**What is expected**
Starting at the line that contains "In this exercise you will indicate the yellow flower in", write out each line through the end of the data below, exactly as it stands. Skip any pictures.

**Supplied material**
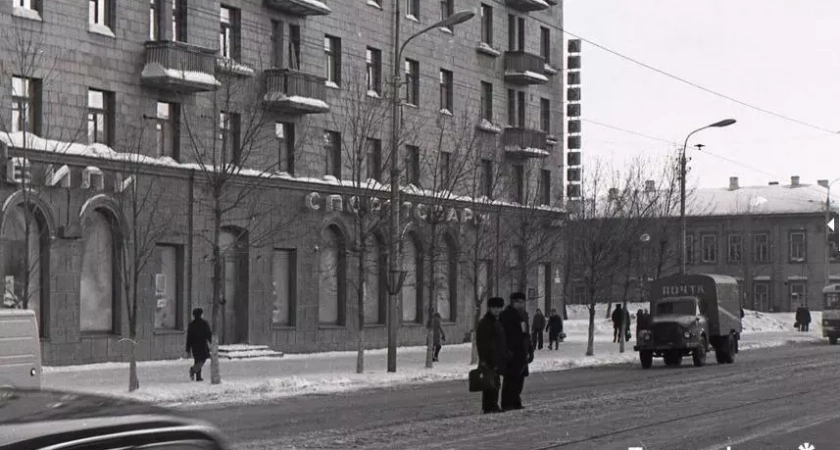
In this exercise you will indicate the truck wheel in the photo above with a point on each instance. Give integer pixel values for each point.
(699, 354)
(646, 357)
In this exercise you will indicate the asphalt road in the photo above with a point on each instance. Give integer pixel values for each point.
(770, 399)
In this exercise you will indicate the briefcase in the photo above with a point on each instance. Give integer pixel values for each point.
(483, 379)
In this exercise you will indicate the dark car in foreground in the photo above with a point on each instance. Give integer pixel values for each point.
(51, 420)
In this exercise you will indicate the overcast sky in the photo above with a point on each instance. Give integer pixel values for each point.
(779, 55)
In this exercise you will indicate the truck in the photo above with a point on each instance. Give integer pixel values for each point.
(831, 313)
(691, 315)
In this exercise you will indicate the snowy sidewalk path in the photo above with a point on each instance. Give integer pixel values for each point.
(254, 380)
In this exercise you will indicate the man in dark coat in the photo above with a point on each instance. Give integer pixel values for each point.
(515, 323)
(199, 337)
(537, 327)
(492, 350)
(554, 328)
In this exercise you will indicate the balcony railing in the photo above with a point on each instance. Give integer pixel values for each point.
(526, 142)
(529, 5)
(524, 68)
(179, 67)
(299, 7)
(295, 92)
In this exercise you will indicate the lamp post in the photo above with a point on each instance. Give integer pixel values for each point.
(683, 255)
(393, 263)
(827, 261)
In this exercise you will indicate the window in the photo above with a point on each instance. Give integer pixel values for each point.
(444, 169)
(167, 281)
(284, 277)
(518, 183)
(179, 20)
(487, 101)
(487, 24)
(26, 102)
(374, 71)
(735, 248)
(413, 9)
(545, 115)
(486, 178)
(413, 164)
(332, 148)
(229, 33)
(798, 251)
(412, 82)
(167, 130)
(446, 90)
(447, 8)
(99, 275)
(100, 116)
(761, 247)
(373, 159)
(708, 243)
(285, 133)
(545, 44)
(154, 19)
(689, 249)
(229, 136)
(99, 12)
(545, 187)
(332, 52)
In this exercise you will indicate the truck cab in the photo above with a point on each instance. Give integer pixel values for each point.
(692, 315)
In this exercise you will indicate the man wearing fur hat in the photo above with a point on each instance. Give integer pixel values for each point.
(515, 323)
(492, 350)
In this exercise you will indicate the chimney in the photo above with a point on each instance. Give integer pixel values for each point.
(733, 183)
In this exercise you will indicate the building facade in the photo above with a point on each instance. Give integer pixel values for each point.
(249, 109)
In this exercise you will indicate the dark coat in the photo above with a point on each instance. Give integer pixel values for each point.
(199, 336)
(539, 323)
(518, 341)
(555, 325)
(490, 342)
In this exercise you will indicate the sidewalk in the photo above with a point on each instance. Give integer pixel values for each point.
(255, 380)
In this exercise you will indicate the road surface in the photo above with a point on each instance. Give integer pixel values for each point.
(770, 399)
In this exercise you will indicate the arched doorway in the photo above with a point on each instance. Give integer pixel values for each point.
(233, 248)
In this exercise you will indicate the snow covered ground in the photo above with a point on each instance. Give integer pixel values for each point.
(266, 379)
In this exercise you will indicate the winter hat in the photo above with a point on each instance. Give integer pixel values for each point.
(496, 302)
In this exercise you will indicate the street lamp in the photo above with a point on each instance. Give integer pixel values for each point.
(393, 262)
(721, 124)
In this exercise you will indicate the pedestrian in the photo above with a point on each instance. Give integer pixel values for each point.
(537, 327)
(555, 329)
(438, 337)
(515, 323)
(617, 316)
(492, 351)
(199, 336)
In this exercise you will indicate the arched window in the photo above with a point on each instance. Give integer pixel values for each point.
(24, 262)
(374, 288)
(332, 264)
(411, 288)
(97, 290)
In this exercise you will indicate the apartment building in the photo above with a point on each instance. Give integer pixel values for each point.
(269, 88)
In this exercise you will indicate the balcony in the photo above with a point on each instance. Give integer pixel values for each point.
(299, 7)
(529, 5)
(179, 67)
(524, 68)
(526, 142)
(294, 92)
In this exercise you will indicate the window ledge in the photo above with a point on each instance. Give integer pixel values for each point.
(104, 30)
(25, 13)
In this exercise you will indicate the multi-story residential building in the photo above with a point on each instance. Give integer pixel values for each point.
(267, 87)
(771, 238)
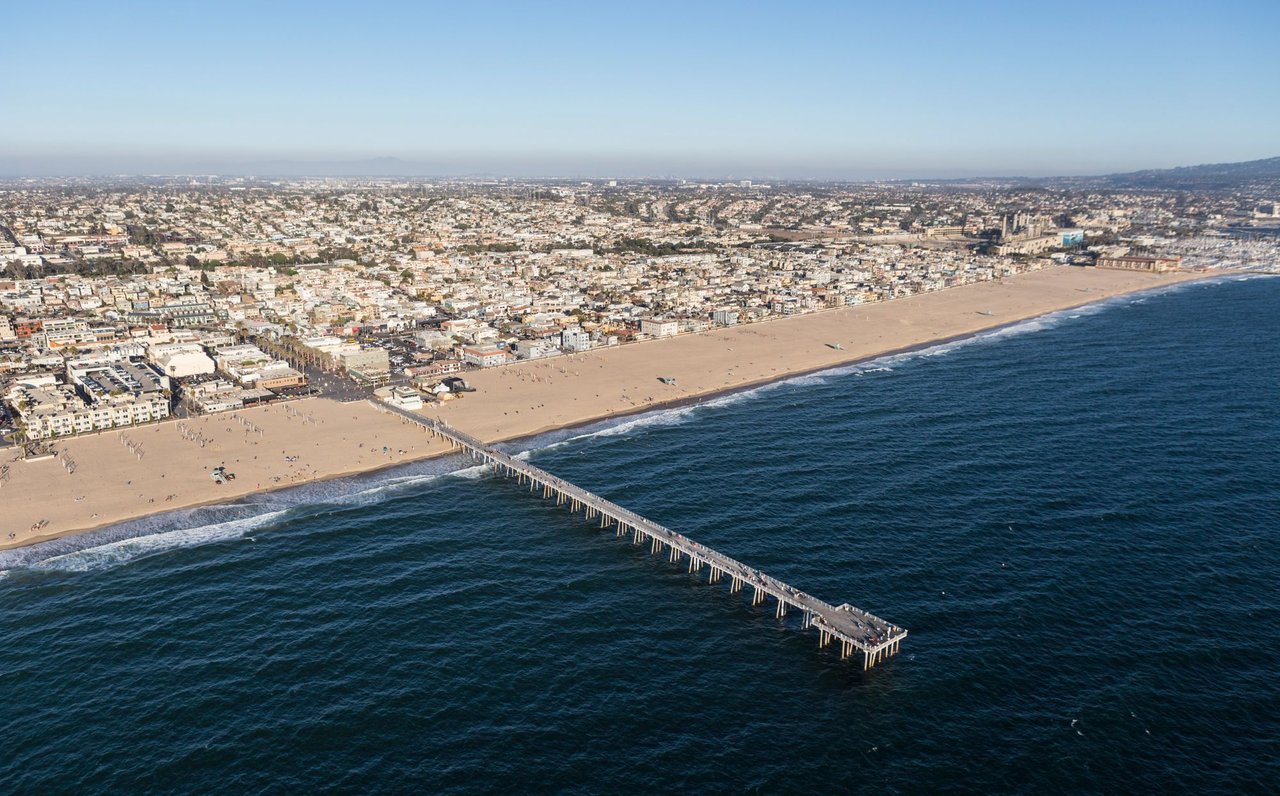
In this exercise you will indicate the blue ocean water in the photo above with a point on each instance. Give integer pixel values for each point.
(1078, 520)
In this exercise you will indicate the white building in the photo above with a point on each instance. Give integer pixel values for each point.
(654, 326)
(181, 360)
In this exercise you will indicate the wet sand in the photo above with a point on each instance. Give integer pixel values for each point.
(113, 476)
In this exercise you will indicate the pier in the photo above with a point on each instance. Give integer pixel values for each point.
(853, 628)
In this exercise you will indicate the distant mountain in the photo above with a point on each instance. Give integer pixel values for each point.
(1210, 177)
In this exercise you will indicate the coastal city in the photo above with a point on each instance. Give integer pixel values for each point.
(131, 302)
(639, 397)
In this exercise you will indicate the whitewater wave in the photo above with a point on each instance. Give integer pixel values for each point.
(666, 417)
(114, 553)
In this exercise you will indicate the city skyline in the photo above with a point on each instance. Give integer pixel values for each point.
(827, 91)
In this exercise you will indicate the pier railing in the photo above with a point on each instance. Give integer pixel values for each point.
(855, 628)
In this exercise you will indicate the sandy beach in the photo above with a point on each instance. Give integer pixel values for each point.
(113, 476)
(533, 397)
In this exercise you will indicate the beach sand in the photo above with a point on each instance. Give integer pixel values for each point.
(533, 397)
(298, 442)
(265, 447)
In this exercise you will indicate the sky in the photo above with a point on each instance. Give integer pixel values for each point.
(694, 88)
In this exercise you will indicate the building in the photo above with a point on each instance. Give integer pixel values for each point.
(402, 397)
(1136, 262)
(725, 318)
(440, 367)
(366, 360)
(181, 360)
(575, 339)
(654, 326)
(487, 356)
(46, 408)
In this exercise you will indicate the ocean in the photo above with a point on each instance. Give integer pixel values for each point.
(1077, 518)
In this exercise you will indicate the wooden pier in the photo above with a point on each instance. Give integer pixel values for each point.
(855, 630)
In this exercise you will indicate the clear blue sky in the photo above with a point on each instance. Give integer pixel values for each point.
(653, 87)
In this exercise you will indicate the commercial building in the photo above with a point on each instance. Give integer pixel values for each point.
(658, 328)
(488, 356)
(1136, 262)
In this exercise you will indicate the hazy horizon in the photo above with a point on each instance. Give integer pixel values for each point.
(816, 91)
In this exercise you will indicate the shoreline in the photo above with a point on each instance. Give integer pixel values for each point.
(611, 412)
(686, 401)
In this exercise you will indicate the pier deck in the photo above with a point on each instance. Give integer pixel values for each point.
(854, 628)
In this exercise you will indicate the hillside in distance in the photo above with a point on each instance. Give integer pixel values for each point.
(1257, 174)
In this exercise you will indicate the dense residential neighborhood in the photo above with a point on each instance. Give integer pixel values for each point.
(124, 302)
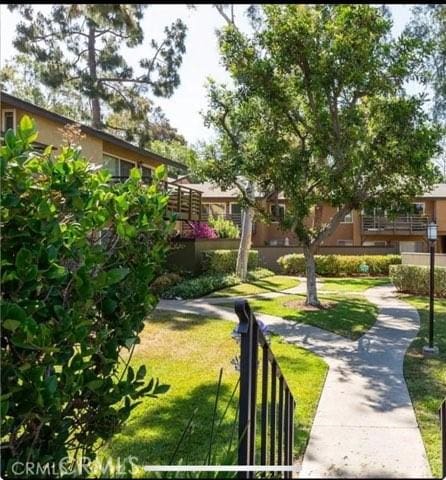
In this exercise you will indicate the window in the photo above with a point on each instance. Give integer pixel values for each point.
(117, 166)
(376, 243)
(8, 120)
(146, 173)
(344, 243)
(277, 210)
(417, 208)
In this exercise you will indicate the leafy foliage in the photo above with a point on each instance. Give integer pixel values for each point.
(78, 257)
(415, 279)
(200, 230)
(429, 24)
(208, 283)
(338, 265)
(80, 44)
(224, 261)
(224, 228)
(319, 94)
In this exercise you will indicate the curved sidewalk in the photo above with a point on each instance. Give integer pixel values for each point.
(365, 426)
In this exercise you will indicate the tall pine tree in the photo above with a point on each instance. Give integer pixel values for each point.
(80, 44)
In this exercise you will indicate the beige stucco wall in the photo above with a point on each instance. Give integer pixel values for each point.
(92, 147)
(423, 259)
(50, 134)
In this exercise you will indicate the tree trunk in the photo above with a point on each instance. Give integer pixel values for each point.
(310, 268)
(95, 104)
(241, 268)
(245, 244)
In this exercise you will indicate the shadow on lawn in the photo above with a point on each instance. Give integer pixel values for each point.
(156, 428)
(183, 321)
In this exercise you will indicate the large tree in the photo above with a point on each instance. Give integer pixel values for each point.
(429, 23)
(335, 123)
(225, 160)
(80, 45)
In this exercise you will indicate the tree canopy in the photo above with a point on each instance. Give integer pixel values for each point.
(80, 45)
(329, 120)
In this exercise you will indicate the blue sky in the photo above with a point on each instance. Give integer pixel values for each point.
(200, 62)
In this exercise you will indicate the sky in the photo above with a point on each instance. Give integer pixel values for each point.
(200, 62)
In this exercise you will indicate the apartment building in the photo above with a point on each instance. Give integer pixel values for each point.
(102, 149)
(402, 233)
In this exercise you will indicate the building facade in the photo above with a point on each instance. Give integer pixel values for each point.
(369, 230)
(102, 149)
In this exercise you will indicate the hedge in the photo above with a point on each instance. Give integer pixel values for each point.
(415, 279)
(205, 284)
(339, 265)
(224, 261)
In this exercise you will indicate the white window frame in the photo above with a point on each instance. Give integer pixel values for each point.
(344, 243)
(350, 214)
(14, 117)
(215, 203)
(423, 205)
(119, 158)
(279, 205)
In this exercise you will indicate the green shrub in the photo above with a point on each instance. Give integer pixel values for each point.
(78, 256)
(200, 286)
(165, 281)
(224, 261)
(339, 265)
(415, 279)
(224, 228)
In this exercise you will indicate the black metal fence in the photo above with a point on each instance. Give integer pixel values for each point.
(277, 404)
(443, 437)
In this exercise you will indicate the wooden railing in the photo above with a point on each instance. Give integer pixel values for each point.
(277, 405)
(442, 413)
(185, 202)
(402, 225)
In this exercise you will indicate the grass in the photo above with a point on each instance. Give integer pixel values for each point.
(187, 353)
(350, 316)
(275, 283)
(353, 284)
(426, 377)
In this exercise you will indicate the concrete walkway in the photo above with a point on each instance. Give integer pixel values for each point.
(365, 426)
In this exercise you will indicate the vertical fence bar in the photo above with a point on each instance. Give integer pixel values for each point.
(279, 415)
(264, 411)
(254, 365)
(280, 425)
(272, 446)
(286, 432)
(291, 444)
(443, 436)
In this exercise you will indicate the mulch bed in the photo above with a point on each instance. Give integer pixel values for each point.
(300, 305)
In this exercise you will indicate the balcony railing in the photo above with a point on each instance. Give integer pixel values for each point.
(185, 202)
(233, 217)
(402, 225)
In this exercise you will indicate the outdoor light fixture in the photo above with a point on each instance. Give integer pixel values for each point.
(432, 237)
(432, 232)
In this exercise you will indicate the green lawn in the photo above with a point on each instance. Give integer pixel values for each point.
(187, 353)
(275, 283)
(351, 316)
(426, 378)
(352, 284)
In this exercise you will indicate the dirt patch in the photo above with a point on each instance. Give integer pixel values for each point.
(300, 305)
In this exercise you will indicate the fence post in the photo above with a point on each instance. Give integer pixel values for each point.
(248, 364)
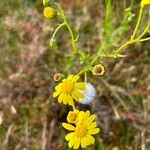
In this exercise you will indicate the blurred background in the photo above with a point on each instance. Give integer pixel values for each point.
(30, 119)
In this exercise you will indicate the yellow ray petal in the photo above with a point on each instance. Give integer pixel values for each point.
(58, 87)
(77, 143)
(83, 142)
(69, 136)
(89, 139)
(60, 98)
(71, 142)
(74, 96)
(64, 99)
(92, 125)
(86, 116)
(70, 77)
(55, 94)
(93, 131)
(70, 100)
(75, 78)
(68, 126)
(90, 119)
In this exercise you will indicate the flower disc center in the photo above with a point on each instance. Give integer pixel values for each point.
(67, 87)
(80, 131)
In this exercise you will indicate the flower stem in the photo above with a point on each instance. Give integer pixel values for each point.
(137, 24)
(57, 29)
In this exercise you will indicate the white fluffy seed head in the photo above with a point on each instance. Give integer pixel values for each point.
(89, 94)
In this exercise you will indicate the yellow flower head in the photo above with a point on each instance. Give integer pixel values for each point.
(81, 133)
(49, 12)
(57, 76)
(98, 70)
(145, 2)
(72, 116)
(69, 89)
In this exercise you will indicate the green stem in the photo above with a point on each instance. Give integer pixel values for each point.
(97, 55)
(137, 24)
(57, 29)
(73, 39)
(146, 39)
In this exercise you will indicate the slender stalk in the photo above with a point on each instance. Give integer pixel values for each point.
(57, 29)
(137, 24)
(146, 39)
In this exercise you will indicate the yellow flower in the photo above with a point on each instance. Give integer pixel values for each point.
(69, 89)
(72, 116)
(81, 133)
(98, 70)
(145, 2)
(49, 12)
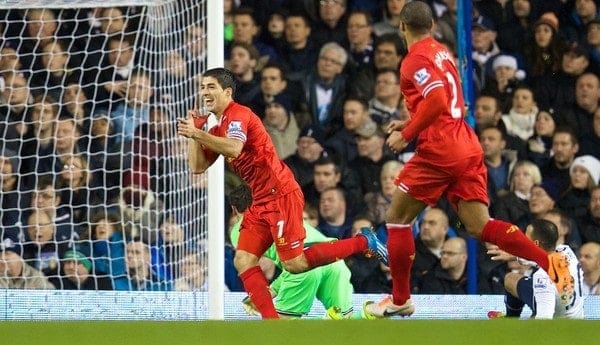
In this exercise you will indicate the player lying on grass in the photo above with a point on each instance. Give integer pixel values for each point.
(534, 287)
(295, 293)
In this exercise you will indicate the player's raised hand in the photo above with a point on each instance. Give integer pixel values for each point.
(395, 125)
(186, 125)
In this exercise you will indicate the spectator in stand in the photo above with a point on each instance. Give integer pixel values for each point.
(247, 30)
(565, 146)
(242, 62)
(15, 100)
(332, 23)
(368, 275)
(328, 173)
(77, 273)
(67, 141)
(335, 220)
(46, 243)
(378, 202)
(281, 125)
(584, 176)
(193, 272)
(13, 194)
(75, 185)
(46, 197)
(555, 90)
(300, 53)
(450, 276)
(507, 77)
(15, 273)
(388, 103)
(517, 25)
(106, 156)
(325, 87)
(568, 233)
(515, 204)
(389, 50)
(583, 12)
(433, 232)
(343, 143)
(587, 100)
(541, 201)
(498, 163)
(311, 141)
(520, 119)
(139, 206)
(589, 259)
(391, 18)
(139, 270)
(273, 81)
(77, 104)
(372, 155)
(135, 110)
(590, 224)
(487, 113)
(543, 53)
(107, 239)
(590, 143)
(485, 49)
(9, 58)
(539, 145)
(360, 39)
(592, 42)
(107, 79)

**Task output**
In this exercise you will indicate the yellow flower in the photo above with a point on each instance. Give integer pixel values for each point.
(69, 89)
(72, 116)
(81, 133)
(98, 70)
(145, 2)
(49, 12)
In this exercise you will indicate the player lying on grass in the photo above with a point on each instance. Give integer pixel values for each point.
(534, 287)
(295, 293)
In this exercise you will indicate the player's raised hand in the photo above with a point on each instance. Give integer pixel values for each point.
(395, 125)
(186, 125)
In this exercise you will indicate the spectator in stand in the photo above with a point on each instance. Give integer pixel values for each point.
(247, 30)
(565, 146)
(242, 62)
(15, 100)
(332, 23)
(368, 275)
(328, 173)
(77, 273)
(67, 141)
(335, 220)
(46, 243)
(378, 202)
(281, 125)
(584, 176)
(193, 272)
(13, 194)
(75, 185)
(46, 197)
(555, 90)
(300, 53)
(450, 276)
(507, 77)
(15, 273)
(388, 103)
(517, 25)
(106, 156)
(325, 87)
(568, 233)
(515, 204)
(389, 50)
(583, 12)
(433, 232)
(343, 143)
(587, 100)
(541, 201)
(498, 163)
(311, 141)
(520, 119)
(139, 206)
(589, 259)
(391, 18)
(139, 270)
(273, 81)
(77, 104)
(372, 155)
(135, 110)
(590, 224)
(487, 113)
(543, 53)
(107, 239)
(590, 143)
(485, 49)
(9, 58)
(539, 145)
(360, 39)
(592, 42)
(107, 79)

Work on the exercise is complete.